◆ **Activity**
Only the text of the records belongs in the answer, copied exactly and without pictures.

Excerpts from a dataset
——————————
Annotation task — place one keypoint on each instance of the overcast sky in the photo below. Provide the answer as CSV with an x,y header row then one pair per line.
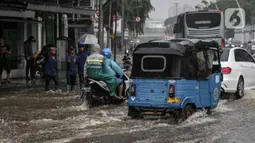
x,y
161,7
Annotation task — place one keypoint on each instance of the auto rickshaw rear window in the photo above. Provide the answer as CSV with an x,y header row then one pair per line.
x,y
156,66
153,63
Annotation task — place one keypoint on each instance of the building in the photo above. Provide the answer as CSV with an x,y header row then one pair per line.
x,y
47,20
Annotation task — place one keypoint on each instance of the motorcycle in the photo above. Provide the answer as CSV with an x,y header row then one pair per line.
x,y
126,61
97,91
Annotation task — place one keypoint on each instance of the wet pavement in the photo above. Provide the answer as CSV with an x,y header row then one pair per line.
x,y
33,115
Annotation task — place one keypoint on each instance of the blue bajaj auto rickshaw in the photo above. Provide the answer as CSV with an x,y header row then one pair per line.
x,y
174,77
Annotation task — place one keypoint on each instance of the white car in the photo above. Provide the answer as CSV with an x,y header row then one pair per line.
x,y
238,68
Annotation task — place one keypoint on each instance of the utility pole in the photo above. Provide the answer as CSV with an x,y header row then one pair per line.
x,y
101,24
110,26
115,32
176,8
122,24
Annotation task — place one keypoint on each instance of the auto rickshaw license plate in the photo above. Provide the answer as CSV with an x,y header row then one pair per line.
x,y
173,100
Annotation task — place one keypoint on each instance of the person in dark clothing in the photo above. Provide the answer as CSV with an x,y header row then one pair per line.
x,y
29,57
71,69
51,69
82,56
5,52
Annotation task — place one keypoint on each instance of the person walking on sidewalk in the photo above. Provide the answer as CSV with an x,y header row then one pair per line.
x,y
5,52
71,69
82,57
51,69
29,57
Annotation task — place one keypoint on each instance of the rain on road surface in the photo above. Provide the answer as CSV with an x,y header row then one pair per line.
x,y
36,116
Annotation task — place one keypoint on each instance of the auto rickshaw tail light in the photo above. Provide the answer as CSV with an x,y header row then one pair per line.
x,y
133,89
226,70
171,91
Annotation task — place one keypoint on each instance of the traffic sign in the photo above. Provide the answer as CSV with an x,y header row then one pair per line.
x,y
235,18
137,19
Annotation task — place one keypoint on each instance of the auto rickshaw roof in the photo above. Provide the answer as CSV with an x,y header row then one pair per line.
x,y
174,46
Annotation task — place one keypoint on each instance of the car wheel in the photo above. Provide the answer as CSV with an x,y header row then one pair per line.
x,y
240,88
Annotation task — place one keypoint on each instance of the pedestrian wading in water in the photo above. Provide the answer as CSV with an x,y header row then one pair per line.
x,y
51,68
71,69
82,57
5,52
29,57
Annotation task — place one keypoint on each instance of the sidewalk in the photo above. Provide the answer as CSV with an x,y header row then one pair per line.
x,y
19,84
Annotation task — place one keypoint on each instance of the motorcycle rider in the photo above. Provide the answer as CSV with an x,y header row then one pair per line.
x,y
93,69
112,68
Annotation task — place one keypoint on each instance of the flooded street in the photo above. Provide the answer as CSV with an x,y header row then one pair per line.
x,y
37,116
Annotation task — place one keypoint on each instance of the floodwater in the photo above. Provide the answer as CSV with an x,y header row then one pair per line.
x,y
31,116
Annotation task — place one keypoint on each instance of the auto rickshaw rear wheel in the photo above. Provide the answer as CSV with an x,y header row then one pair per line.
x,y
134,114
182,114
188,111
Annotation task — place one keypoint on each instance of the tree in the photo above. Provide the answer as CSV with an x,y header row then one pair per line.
——————————
◆ **Solution for this problem**
Annotation task — place one keypoint on each instance of the overcast sky in the photo below. Provide the answer as CSV with an x,y header row then one pair per line.
x,y
161,7
Annotation task — place one keypoint on each instance of the auto rickshaw rear window in the photo above. Provide the answer as CSV with an x,y header row then one pair per line.
x,y
156,66
153,63
Annotation task — place one keypoint on each instance of the building in the photo above. Provide the answer as CSV with an x,y header row then one pair per line.
x,y
47,20
Annotation task — place one keypoint on each instance of the motorcycle in the photo above. Provide the answer as CSV with an x,y header row then one pair per line.
x,y
126,61
97,91
Annotation task — place one keypoint on each instance of the wet pavement in the photo above. Provide the answer as CSV with an x,y header row then one pair per line.
x,y
33,115
Annotation task — place one keypoint on each instance of the blue bajaj auto rickshaw in the photo above. Provide the answer as CSV with an x,y header row then one pair per line.
x,y
174,77
Annotation task — place one keypoint on each instance of the white car in the photo above. Provide the answer as CSV with an x,y header row then one pair per line.
x,y
238,68
Annotation task — place one keypoint on each instance of the utility pole in the photo above. Provide the answer as CSV with an x,y header row then one pair per line.
x,y
101,24
110,26
115,32
176,8
122,24
Annotation task — place one keypoint on each instance of the auto rickshaw license plate in the photo above. Provide the answer as CSV with an x,y header row then one pair per line.
x,y
173,100
Annotation task — place one keypoint on each instance of the person in dark clothing in the photo above. Provide the answer as CSV with an x,y header row then one pair per line.
x,y
29,57
71,69
51,69
82,56
5,52
Annotation task — place one keypoint on each instance of the person walking on sidewalk in the photo above. Provide the answer as CSV with an x,y header row then one pair per line.
x,y
5,52
71,69
82,57
51,69
29,57
Annotation task — place one keypoint on each instance of the rain on road surface in the photo above. Provide the answer as CSV with an x,y header row then one pair per line.
x,y
36,116
Annotation task — place one keypoint on each instance of the auto rickshaw tail light in the photo above. Provide the answer as CSV with an x,y header row then one pair per line.
x,y
133,89
226,70
171,91
Annotation task — place one keypoint on each instance of the traffic sign in the photo above. Provide the answer as CSV with an x,y header row then one pair per line.
x,y
235,18
137,19
Annotation task — place one keypoint on each instance of the auto rickshaw roof in the photo above. Provide the answer as CSV with an x,y header row then one pair per line.
x,y
174,46
Annotation task — place one keypoint on each instance of the car wheel in the photo above. Provide the answer as CSV with an x,y header row then one pair per line.
x,y
240,88
Annotation task — place one keypoint on each instance of the pedestrian wading in water in the photo above. Provide the answer as CSV with an x,y header row then one pair per line.
x,y
51,68
71,69
82,57
5,52
29,57
Annotation task — place one keypoint on each instance of the sidewalk in the photo above. Provide the answer as CSV with an x,y header row then one pair per line.
x,y
19,84
Annotation task — place one keypoint on each instance of the motorcycle rider in the photo above. Provide the answer as CSV with an x,y header row then one pair per line.
x,y
93,69
112,68
Annotation task — place one keypoint on each instance of the flooded street in the photo above. Provide the answer as CSV with an x,y header row then one pair per line.
x,y
37,116
Annotation task — place one keypoint on each instance of the floodwater in the photo above. Provide the answer as CSV with an x,y header row then one pair per line.
x,y
31,116
Annotation task — place one keypoint on each instance of the auto rickshaw rear wheel in the photo above. Provide the answer as CSV with an x,y header row then one pair per line.
x,y
134,114
182,114
188,111
Annotation task — place one keypoint on each instance of the tree in the photo above. Provide the answer as CSV with an x,y header row then one pair per line.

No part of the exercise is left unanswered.